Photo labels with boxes
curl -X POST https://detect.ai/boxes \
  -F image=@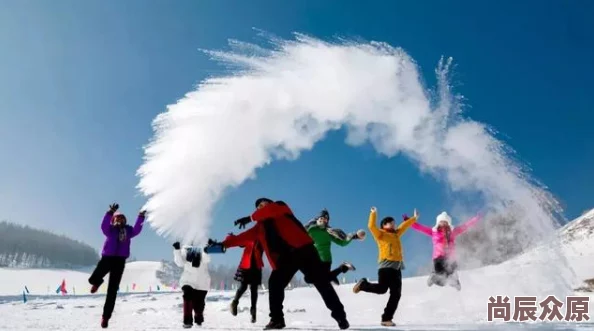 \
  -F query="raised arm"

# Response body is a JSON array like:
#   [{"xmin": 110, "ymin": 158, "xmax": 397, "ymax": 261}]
[
  {"xmin": 173, "ymin": 249, "xmax": 184, "ymax": 268},
  {"xmin": 327, "ymin": 228, "xmax": 353, "ymax": 246},
  {"xmin": 411, "ymin": 222, "xmax": 433, "ymax": 236},
  {"xmin": 251, "ymin": 201, "xmax": 293, "ymax": 222},
  {"xmin": 222, "ymin": 226, "xmax": 258, "ymax": 248},
  {"xmin": 101, "ymin": 210, "xmax": 114, "ymax": 236},
  {"xmin": 304, "ymin": 218, "xmax": 316, "ymax": 232},
  {"xmin": 101, "ymin": 203, "xmax": 120, "ymax": 236},
  {"xmin": 396, "ymin": 209, "xmax": 419, "ymax": 236},
  {"xmin": 367, "ymin": 207, "xmax": 382, "ymax": 239},
  {"xmin": 130, "ymin": 211, "xmax": 146, "ymax": 238},
  {"xmin": 452, "ymin": 215, "xmax": 481, "ymax": 235}
]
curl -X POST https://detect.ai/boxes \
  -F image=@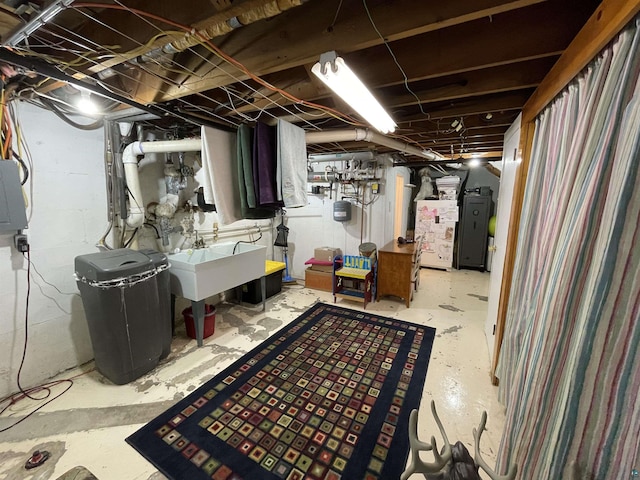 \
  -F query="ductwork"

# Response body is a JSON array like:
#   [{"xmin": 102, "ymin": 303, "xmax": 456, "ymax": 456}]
[
  {"xmin": 137, "ymin": 0, "xmax": 308, "ymax": 63},
  {"xmin": 305, "ymin": 128, "xmax": 442, "ymax": 160},
  {"xmin": 122, "ymin": 138, "xmax": 202, "ymax": 228}
]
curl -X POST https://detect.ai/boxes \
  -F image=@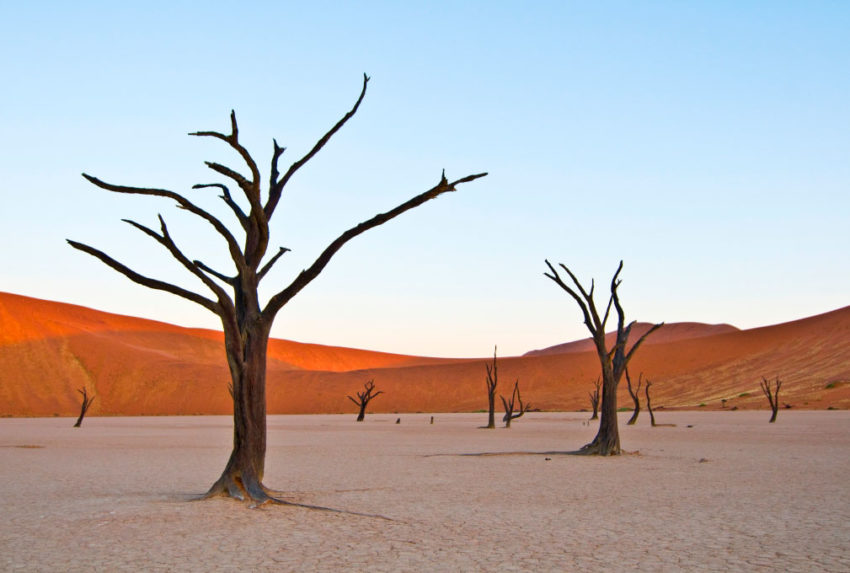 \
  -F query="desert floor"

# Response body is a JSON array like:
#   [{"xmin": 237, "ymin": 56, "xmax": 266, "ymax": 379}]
[{"xmin": 0, "ymin": 411, "xmax": 850, "ymax": 571}]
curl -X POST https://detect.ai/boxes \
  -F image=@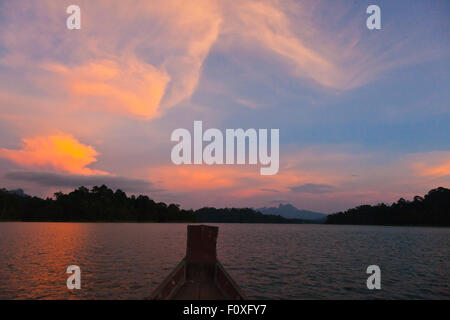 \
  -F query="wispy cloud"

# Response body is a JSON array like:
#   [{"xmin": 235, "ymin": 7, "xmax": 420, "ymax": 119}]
[{"xmin": 290, "ymin": 183, "xmax": 337, "ymax": 194}]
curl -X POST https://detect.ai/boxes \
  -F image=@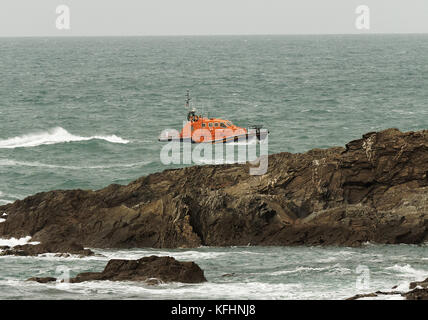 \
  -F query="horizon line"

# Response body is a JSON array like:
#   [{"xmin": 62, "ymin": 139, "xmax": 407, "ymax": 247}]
[{"xmin": 0, "ymin": 31, "xmax": 428, "ymax": 39}]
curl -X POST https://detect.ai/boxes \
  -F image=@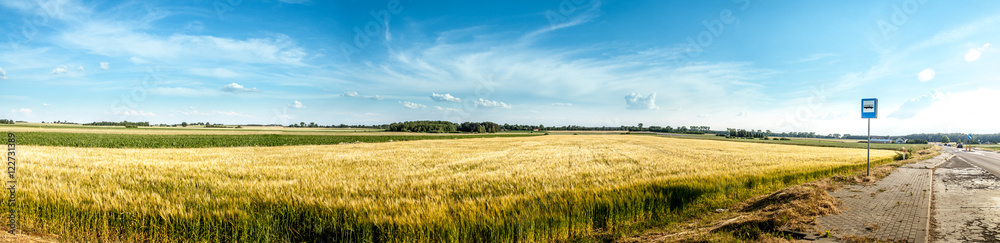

- [Exercise aim]: Please pull out each line of the records that contains the string "query". Case counts.

- [Exercise output]:
  -F query="raised arm"
  -F query="ductwork"
  -F query="desert floor"
  -F query="wispy cloud"
  -F query="horizon line"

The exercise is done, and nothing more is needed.